# start of SELECTION

Three decentralized training protocols hit production-viable scale in 2026: Pluralis reached production-viable scale with their OpenDiLoCo protocol, Prime Intellect launched INTELLECT-2, and Nous Research released Psyche, coordinated via the Solana blockchain. If you are new to multi-node training fundamentals, read the multi-node FSDP training guide first. This post assumes you are already comfortable with single-datacenter distributed training and focuses on what changes when your nodes are separated by the public internet.

What Decentralized Training Solves

Large model pretraining requires compute that no single organization can afford at hyperscaler prices. A 70B model from scratch on AWS p5 instances runs $4-8M for a decent token budget. Even with reserved pricing, the cost keeps most research teams out of the pretraining game entirely.

Traditional distributed training adds another constraint: all GPUs must sit in the same datacenter on the same InfiniBand fabric. The all-reduce collective synchronizes gradients every step, and with 400Gb/s InfiniBand that's fast. But put those same GPUs in different datacenters and you have 10-100Gb/s internet links with 30-150ms latency. Standard data parallelism breaks down entirely.

# end of SELECTION

• TASKS TO PERFORM
1. Transcribe the decentralized training passage from "What Decentralized Training" to "breaks down entirely.".
2. List the decentralized training protocols that the decentralized training passage names as having reached production-viable scale.

# start of DATASET RECORDS

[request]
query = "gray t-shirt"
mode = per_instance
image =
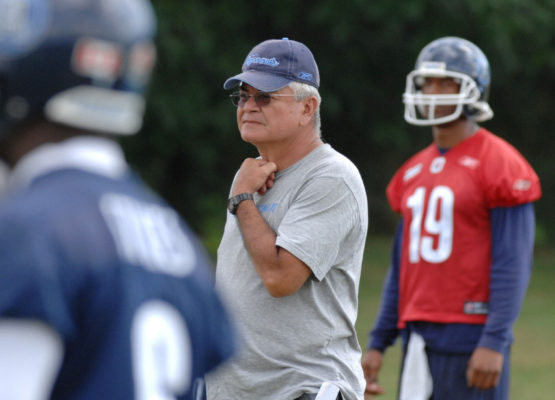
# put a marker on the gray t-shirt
(291, 345)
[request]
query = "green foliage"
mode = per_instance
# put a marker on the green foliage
(190, 149)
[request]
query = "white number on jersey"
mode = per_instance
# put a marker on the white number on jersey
(161, 351)
(438, 220)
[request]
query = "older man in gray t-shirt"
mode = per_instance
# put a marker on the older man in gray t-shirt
(290, 258)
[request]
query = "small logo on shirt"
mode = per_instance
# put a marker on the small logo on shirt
(522, 184)
(267, 207)
(437, 165)
(469, 162)
(412, 172)
(476, 308)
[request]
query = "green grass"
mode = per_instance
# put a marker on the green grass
(533, 354)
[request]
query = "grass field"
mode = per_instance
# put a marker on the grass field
(533, 354)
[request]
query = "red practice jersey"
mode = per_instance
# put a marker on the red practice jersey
(445, 201)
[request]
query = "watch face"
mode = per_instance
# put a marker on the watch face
(231, 205)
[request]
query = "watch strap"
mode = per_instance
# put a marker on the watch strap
(234, 201)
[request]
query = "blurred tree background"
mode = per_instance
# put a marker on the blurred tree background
(190, 148)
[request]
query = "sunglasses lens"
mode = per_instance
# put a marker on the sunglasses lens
(240, 99)
(262, 99)
(235, 98)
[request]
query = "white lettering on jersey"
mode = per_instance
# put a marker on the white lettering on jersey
(147, 234)
(438, 222)
(162, 354)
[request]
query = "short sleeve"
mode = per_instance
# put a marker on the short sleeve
(321, 216)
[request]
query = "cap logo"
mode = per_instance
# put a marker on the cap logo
(255, 59)
(97, 59)
(305, 76)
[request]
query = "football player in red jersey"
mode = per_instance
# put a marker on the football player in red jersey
(462, 253)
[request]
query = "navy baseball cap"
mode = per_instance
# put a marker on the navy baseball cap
(273, 64)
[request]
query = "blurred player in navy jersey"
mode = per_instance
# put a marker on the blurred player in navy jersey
(104, 291)
(462, 254)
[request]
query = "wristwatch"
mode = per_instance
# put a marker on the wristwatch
(233, 202)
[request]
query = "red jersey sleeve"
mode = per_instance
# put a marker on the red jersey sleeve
(509, 180)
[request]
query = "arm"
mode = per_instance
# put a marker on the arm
(31, 357)
(385, 329)
(281, 272)
(512, 246)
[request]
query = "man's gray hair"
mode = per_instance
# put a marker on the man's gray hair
(301, 92)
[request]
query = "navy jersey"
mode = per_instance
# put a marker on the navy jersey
(115, 271)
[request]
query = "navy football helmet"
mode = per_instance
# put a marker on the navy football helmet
(449, 57)
(81, 63)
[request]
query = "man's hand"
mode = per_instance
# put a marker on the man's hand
(371, 364)
(484, 368)
(255, 175)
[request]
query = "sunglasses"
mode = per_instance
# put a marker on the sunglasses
(262, 99)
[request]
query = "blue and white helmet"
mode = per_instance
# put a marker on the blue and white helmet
(449, 57)
(81, 63)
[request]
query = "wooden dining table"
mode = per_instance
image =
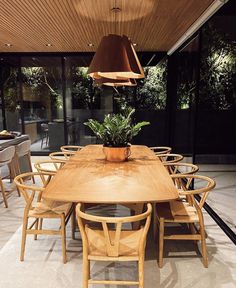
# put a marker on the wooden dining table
(88, 178)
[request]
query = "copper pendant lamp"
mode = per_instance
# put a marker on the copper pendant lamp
(115, 58)
(115, 82)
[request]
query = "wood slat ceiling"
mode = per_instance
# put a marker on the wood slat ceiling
(69, 25)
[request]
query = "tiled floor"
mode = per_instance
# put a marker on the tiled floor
(183, 267)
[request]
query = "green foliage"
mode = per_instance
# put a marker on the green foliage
(116, 130)
(150, 92)
(84, 94)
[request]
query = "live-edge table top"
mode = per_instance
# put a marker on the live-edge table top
(88, 178)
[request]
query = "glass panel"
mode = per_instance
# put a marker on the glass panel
(149, 99)
(217, 95)
(42, 102)
(10, 91)
(183, 124)
(83, 101)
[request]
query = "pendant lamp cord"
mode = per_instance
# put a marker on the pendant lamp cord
(115, 17)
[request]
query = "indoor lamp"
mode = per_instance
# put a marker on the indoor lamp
(115, 59)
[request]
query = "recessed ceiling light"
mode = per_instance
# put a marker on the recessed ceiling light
(8, 45)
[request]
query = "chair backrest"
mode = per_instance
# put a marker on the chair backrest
(44, 127)
(204, 185)
(23, 148)
(112, 245)
(71, 148)
(181, 168)
(6, 155)
(170, 157)
(50, 166)
(61, 155)
(28, 189)
(161, 149)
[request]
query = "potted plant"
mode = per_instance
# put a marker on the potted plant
(116, 133)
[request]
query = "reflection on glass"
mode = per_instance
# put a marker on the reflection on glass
(83, 101)
(42, 102)
(10, 82)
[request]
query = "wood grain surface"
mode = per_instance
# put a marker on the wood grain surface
(70, 25)
(87, 177)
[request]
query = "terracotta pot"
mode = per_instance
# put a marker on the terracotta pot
(116, 154)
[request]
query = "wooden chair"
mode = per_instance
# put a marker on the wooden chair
(51, 166)
(6, 159)
(187, 212)
(40, 209)
(181, 168)
(71, 148)
(161, 149)
(170, 158)
(176, 168)
(61, 156)
(113, 245)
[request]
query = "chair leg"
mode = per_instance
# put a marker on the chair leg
(141, 272)
(36, 228)
(161, 242)
(203, 242)
(24, 228)
(63, 238)
(86, 270)
(13, 174)
(73, 223)
(3, 193)
(154, 220)
(30, 165)
(40, 223)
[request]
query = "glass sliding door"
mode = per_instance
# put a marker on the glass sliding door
(10, 92)
(43, 102)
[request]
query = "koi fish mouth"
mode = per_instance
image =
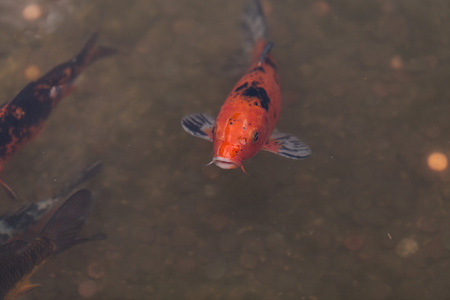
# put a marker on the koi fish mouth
(225, 163)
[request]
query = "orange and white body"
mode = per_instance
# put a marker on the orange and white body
(246, 122)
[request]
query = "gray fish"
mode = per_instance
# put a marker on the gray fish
(19, 259)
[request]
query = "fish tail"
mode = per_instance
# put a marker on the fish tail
(254, 27)
(92, 52)
(65, 225)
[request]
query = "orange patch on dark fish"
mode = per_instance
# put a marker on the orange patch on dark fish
(246, 122)
(19, 259)
(22, 118)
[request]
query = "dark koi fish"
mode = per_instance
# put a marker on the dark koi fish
(246, 122)
(19, 260)
(16, 224)
(22, 118)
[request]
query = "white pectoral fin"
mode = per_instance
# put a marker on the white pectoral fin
(287, 145)
(199, 125)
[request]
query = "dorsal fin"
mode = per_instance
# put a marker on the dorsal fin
(266, 51)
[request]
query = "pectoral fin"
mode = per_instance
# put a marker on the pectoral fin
(287, 145)
(199, 125)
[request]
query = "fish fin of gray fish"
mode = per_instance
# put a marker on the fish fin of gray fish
(65, 225)
(253, 25)
(287, 145)
(199, 125)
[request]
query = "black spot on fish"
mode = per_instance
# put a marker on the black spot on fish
(261, 69)
(260, 93)
(241, 87)
(270, 63)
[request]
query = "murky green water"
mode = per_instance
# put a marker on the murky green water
(365, 84)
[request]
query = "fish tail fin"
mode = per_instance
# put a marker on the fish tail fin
(254, 27)
(65, 225)
(91, 52)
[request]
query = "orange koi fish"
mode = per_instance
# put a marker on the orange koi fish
(22, 118)
(246, 122)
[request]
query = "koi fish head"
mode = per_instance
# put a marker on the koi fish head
(236, 138)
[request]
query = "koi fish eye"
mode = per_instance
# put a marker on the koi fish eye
(255, 136)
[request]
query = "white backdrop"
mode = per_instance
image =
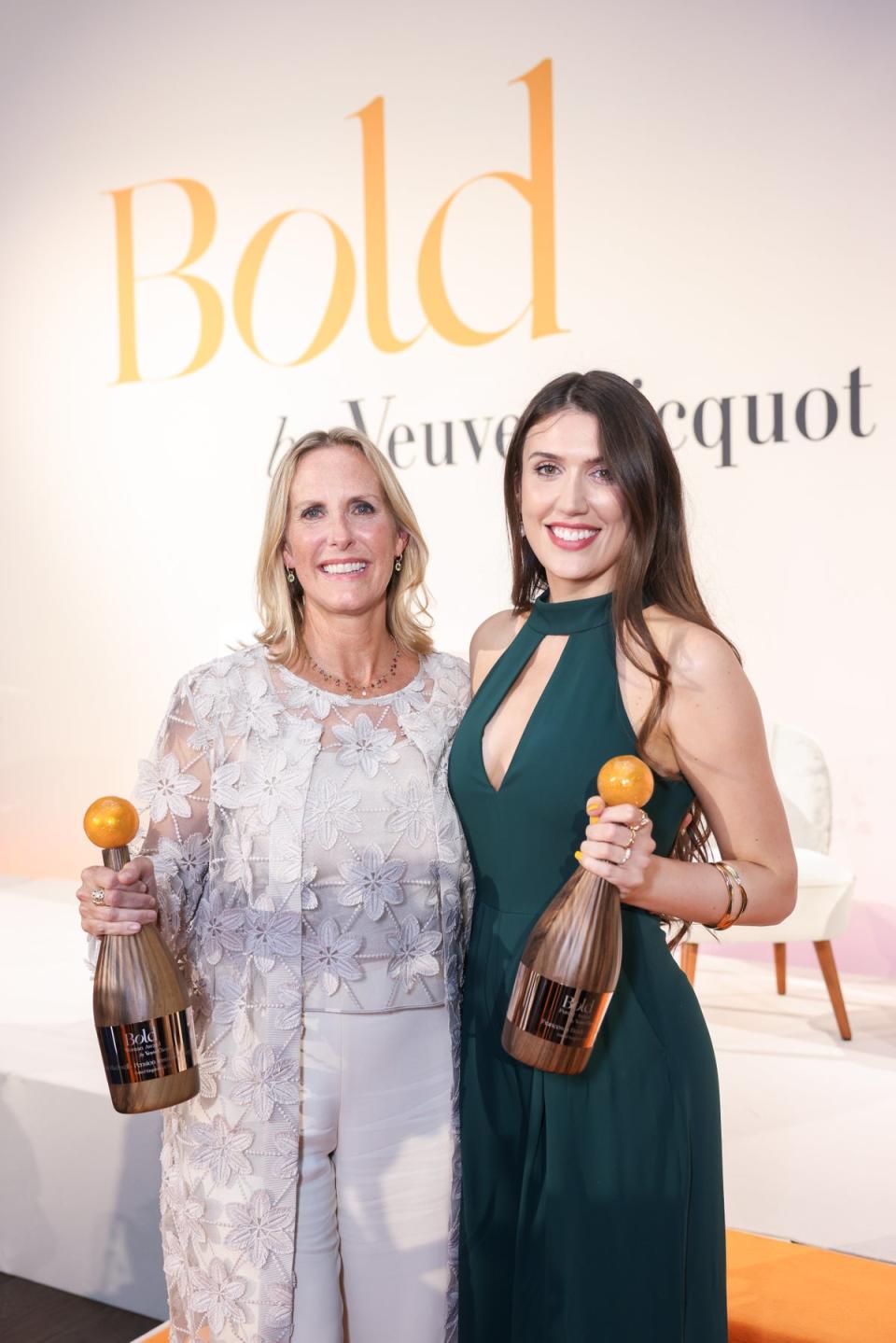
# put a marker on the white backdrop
(718, 179)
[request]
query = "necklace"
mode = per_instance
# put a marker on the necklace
(351, 688)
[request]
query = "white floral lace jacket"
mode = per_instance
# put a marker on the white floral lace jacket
(227, 794)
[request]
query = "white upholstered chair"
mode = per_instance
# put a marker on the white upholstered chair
(825, 887)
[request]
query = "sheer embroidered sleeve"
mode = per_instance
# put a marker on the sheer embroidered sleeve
(174, 798)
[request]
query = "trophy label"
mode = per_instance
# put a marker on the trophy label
(560, 1014)
(144, 1051)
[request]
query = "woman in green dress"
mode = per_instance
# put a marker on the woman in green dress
(592, 1204)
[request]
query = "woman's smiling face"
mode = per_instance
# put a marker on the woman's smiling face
(340, 534)
(574, 514)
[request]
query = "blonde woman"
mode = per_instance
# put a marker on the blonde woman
(306, 865)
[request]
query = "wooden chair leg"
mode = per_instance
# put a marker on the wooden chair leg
(690, 960)
(825, 954)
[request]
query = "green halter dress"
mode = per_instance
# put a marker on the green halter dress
(592, 1205)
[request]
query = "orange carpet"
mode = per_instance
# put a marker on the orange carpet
(792, 1294)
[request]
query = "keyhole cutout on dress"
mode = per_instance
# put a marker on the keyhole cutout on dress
(507, 727)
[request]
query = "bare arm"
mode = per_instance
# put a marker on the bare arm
(715, 730)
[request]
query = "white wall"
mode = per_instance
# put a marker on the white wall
(723, 213)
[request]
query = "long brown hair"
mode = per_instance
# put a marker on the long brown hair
(654, 567)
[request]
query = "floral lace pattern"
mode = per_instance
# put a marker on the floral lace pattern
(308, 857)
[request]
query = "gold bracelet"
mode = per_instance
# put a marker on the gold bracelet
(731, 878)
(737, 880)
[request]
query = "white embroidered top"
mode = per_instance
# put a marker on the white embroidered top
(308, 857)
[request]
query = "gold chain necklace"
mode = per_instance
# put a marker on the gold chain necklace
(349, 685)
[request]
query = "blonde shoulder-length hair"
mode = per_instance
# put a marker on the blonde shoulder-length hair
(281, 605)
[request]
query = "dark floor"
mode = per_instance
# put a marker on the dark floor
(35, 1314)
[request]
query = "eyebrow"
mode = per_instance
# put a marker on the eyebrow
(551, 456)
(355, 498)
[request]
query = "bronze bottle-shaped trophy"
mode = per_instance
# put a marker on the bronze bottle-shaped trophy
(569, 964)
(140, 1003)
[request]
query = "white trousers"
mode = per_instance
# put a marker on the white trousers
(373, 1178)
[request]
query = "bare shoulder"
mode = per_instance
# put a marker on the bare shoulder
(491, 639)
(699, 658)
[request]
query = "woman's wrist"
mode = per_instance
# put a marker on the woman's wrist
(693, 892)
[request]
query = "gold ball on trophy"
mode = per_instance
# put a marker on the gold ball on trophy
(624, 779)
(110, 822)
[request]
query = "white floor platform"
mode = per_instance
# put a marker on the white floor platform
(807, 1119)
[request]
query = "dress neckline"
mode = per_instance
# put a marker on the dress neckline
(587, 612)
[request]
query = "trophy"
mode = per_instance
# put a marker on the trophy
(140, 1003)
(569, 964)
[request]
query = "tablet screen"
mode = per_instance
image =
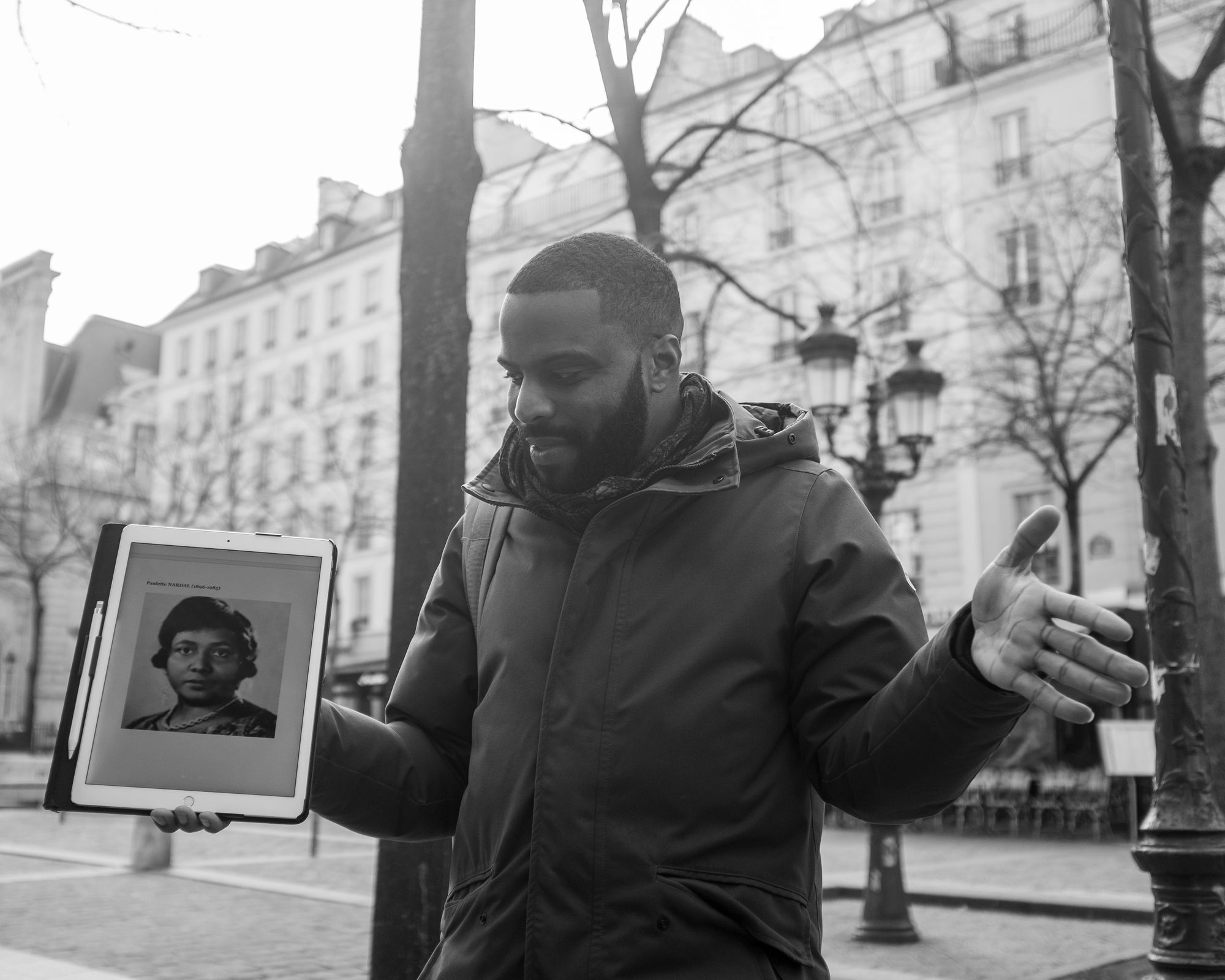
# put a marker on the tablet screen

# end of DATASET RECORDS

• CORRECT ANSWERS
1.
What Decentralized Training Solves

Large model pretraining requires compute that no single organization can afford at hyperscaler prices. A 70B model from scratch on AWS p5 instances runs $4-8M for a decent token budget. Even with reserved pricing, the cost keeps most research teams out of the pretraining game entirely.

Traditional distributed training adds another constraint: all GPUs must sit in the same datacenter on the same InfiniBand fabric. The all-reduce collective synchronizes gradients every step, and with 400Gb/s InfiniBand that's fast. But put those same GPUs in different datacenters and you have 10-100Gb/s internet links with 30-150ms latency. Standard data parallelism breaks down entirely.

2. OpenDiLoCo, INTELLECT-2, Psyche